■ **WHAT TO WORK ON**: Retype all of the data below without any changes, omitting the pictures from your copy.

Items stored from a collection:
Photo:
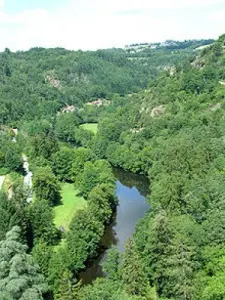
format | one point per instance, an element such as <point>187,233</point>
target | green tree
<point>111,265</point>
<point>62,162</point>
<point>65,126</point>
<point>67,289</point>
<point>45,186</point>
<point>132,272</point>
<point>19,275</point>
<point>41,219</point>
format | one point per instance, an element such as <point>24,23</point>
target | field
<point>70,204</point>
<point>93,127</point>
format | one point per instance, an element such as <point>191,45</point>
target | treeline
<point>57,254</point>
<point>174,132</point>
<point>40,82</point>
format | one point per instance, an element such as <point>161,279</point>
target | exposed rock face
<point>158,110</point>
<point>215,107</point>
<point>51,78</point>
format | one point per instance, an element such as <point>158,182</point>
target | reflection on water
<point>131,191</point>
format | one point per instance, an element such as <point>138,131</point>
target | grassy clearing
<point>93,127</point>
<point>71,202</point>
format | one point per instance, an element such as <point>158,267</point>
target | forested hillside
<point>41,81</point>
<point>80,113</point>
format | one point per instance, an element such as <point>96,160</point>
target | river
<point>131,191</point>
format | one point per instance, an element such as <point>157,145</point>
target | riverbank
<point>70,203</point>
<point>131,191</point>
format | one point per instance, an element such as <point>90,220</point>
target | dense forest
<point>72,116</point>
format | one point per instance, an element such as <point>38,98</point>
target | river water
<point>131,191</point>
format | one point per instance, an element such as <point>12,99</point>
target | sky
<point>95,24</point>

■ **EXERCISE SOLUTION**:
Photo:
format | one point per instance, an element such as <point>187,233</point>
target | green tree
<point>111,265</point>
<point>62,162</point>
<point>65,126</point>
<point>67,289</point>
<point>45,186</point>
<point>132,272</point>
<point>19,275</point>
<point>41,219</point>
format | one point per instance, an element such as <point>24,23</point>
target | field
<point>70,204</point>
<point>93,127</point>
format | one point per instance, an element such as <point>191,45</point>
target | treeline
<point>57,254</point>
<point>174,132</point>
<point>40,82</point>
format | one point per instance, an element such as <point>161,279</point>
target | exposed rock face
<point>158,110</point>
<point>215,107</point>
<point>51,78</point>
format | one point per instance, an element such as <point>158,182</point>
target | reflection on water
<point>131,191</point>
format | one point per instance, an element such as <point>138,131</point>
target | grassy clearing
<point>93,127</point>
<point>71,202</point>
format | one point per instance, an element such as <point>158,267</point>
target | forested hillside
<point>41,81</point>
<point>80,113</point>
format | one point per instance, an element such as <point>96,160</point>
target | river
<point>131,191</point>
format | one point per instance, an element such as <point>157,145</point>
target | riverbank
<point>70,203</point>
<point>131,191</point>
format | one point per instance, an element such as <point>90,220</point>
target | dense forest
<point>72,116</point>
format | one point per instance, an element such as <point>38,98</point>
target | river water
<point>131,191</point>
format | one point per instance, an element such as <point>12,99</point>
target | sky
<point>95,24</point>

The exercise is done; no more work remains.